## WHAT TO PRODUCE
Convert all the records below into a numbered list with one line per item. Skip blank lines and leave the pictures out.

## Extracted data entries

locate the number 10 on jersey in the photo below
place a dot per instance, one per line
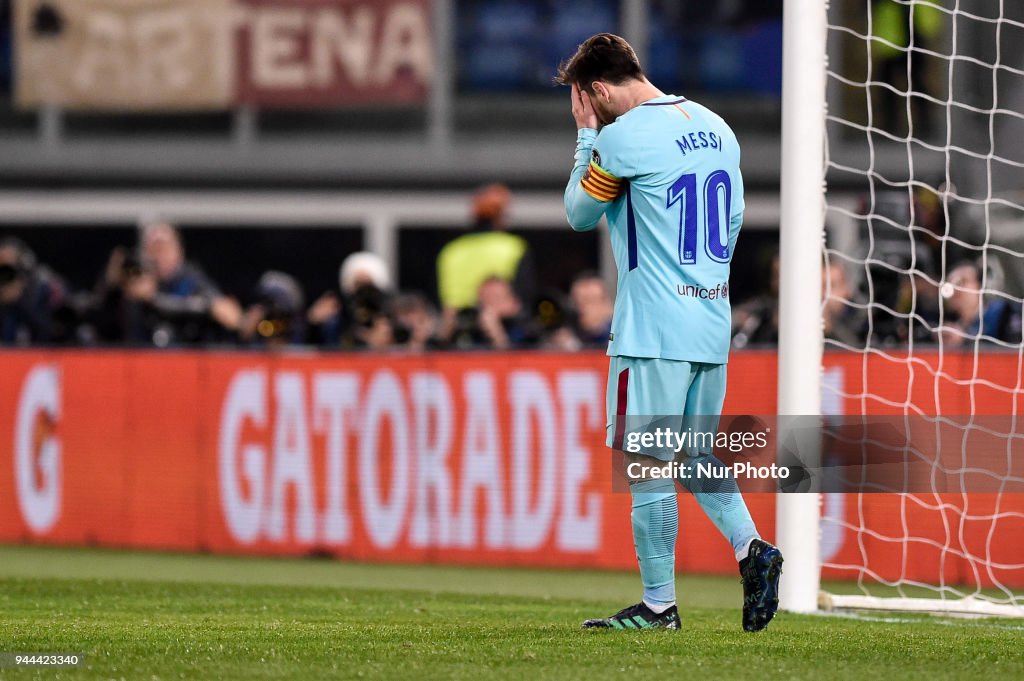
(717, 198)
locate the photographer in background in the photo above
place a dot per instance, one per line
(414, 323)
(278, 316)
(359, 317)
(972, 315)
(30, 294)
(499, 321)
(156, 297)
(593, 305)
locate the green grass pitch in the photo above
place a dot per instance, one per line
(155, 616)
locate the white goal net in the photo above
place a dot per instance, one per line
(923, 289)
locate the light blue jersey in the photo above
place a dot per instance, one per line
(667, 175)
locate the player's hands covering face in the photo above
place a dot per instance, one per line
(583, 109)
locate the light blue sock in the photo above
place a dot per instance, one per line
(721, 500)
(655, 524)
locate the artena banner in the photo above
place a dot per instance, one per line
(212, 54)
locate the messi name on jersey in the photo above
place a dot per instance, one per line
(695, 141)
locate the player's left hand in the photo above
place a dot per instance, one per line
(583, 109)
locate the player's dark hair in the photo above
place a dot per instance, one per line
(601, 57)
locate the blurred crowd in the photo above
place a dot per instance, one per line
(153, 295)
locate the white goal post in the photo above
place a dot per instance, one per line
(931, 89)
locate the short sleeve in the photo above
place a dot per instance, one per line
(611, 162)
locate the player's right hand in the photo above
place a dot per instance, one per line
(583, 109)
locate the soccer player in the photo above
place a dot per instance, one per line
(666, 172)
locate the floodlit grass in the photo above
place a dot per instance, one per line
(141, 615)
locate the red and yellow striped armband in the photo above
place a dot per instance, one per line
(600, 183)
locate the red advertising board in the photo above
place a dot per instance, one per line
(470, 459)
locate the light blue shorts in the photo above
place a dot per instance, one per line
(679, 393)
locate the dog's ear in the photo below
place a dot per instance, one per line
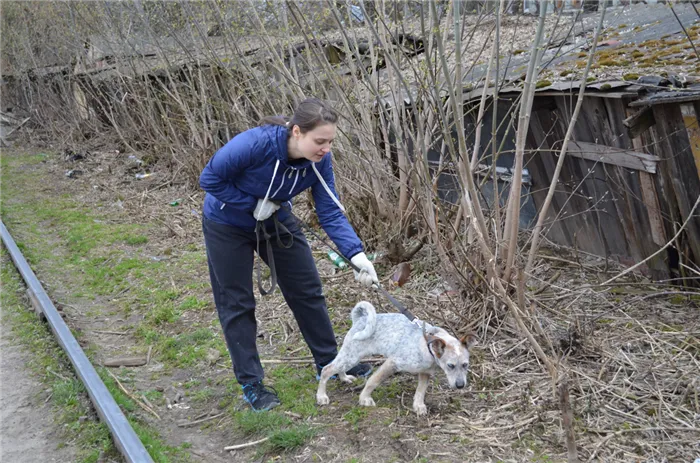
(436, 345)
(468, 340)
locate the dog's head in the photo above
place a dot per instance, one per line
(452, 355)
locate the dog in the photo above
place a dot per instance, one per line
(407, 347)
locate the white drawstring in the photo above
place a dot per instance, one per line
(267, 195)
(328, 190)
(282, 184)
(295, 182)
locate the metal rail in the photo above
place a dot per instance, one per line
(124, 436)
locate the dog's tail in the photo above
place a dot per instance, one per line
(364, 310)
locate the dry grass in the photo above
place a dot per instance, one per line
(629, 351)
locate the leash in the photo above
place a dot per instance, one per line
(260, 228)
(376, 286)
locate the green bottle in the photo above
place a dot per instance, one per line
(337, 260)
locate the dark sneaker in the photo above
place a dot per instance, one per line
(259, 397)
(359, 370)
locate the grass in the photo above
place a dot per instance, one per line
(296, 388)
(69, 399)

## WORKED SOLUTION
1. locate the number 10 on jersey in the photo below
2. place a dot per instance, one per line
3. (717, 198)
4. locate the photographer in background in the photo above
5. place a dot per instance, one per line
6. (414, 323)
7. (278, 316)
8. (359, 317)
9. (972, 315)
10. (30, 294)
11. (499, 321)
12. (156, 297)
13. (593, 305)
14. locate the green grass pitch in the photo above
15. place a dot per instance, one per line
16. (155, 616)
17. locate the white goal net in the photo above
18. place a dot per instance, one per line
19. (923, 289)
20. locate the light blue jersey in the photo above
21. place a dot per instance, one per line
22. (667, 175)
23. locate the player's hands covering face in the photo above
24. place a dot per instance, one per line
25. (583, 109)
26. locate the light blue sock in the photo above
27. place a dot per instance, one per line
28. (721, 500)
29. (655, 524)
30. locate the artena banner in the photo above
31. place a dot per instance, one per line
32. (212, 54)
33. locate the messi name on jersey in the photo above
34. place a dot per instance, one per line
35. (695, 141)
36. locate the player's left hand in the photo above
37. place a dot per instance, one per line
38. (583, 109)
39. locate the player's dark hair in the photo above
40. place a dot per instance, one per line
41. (601, 57)
42. locate the blurred crowd in the photo above
43. place a dot per instance, one per line
44. (153, 295)
45. locate the white goal post in the photo above
46. place a dot per instance, one per line
47. (931, 89)
48. locate the short sleeve in the photo above
49. place a dot per instance, one per line
50. (611, 162)
51. locate the player's right hand in the photo above
52. place a dot per instance, one per line
53. (583, 109)
54. locate the soccer player in the photo above
55. place a dot per instance, one per line
56. (666, 172)
57. locate the floodlit grass in the photo above
58. place a dot per instance, one per line
59. (141, 615)
60. locate the red and yellow striped armband in the photo above
61. place a dot per instance, one per line
62. (600, 183)
63. locate the red advertising board in the photo above
64. place a dot per instance, one per line
65. (470, 459)
66. locate the light blue shorts in the photo above
67. place a dot per instance, one per line
68. (679, 393)
69. locate the dog's ear in the photo below
70. place a dot per instance, one per line
71. (436, 345)
72. (468, 340)
73. locate the dog's head in the photo above
74. place a dot per instance, one per line
75. (452, 355)
76. locate the dog in the photo above
77. place a dot per instance, one per line
78. (407, 347)
79. locate the white drawstring in the photo above
80. place a dot per instance, one per line
81. (267, 195)
82. (328, 190)
83. (282, 184)
84. (295, 182)
85. locate the metal rail in the photo above
86. place a dot per instance, one per line
87. (124, 436)
88. locate the dog's tail in the photo above
89. place a dot per instance, one per line
90. (364, 310)
91. locate the dry grass in the photo above
92. place a dot per instance, one per line
93. (629, 351)
94. locate the leash in the photo above
95. place a dot per instance, one per line
96. (260, 228)
97. (376, 286)
98. locate the green bottle in the photo above
99. place a dot per instance, one per line
100. (337, 260)
101. locate the dark sneaker in the photo above
102. place a dot per instance, one per line
103. (259, 397)
104. (359, 370)
105. locate the grass in the photo above
106. place a dot per instance, one per line
107. (296, 388)
108. (69, 399)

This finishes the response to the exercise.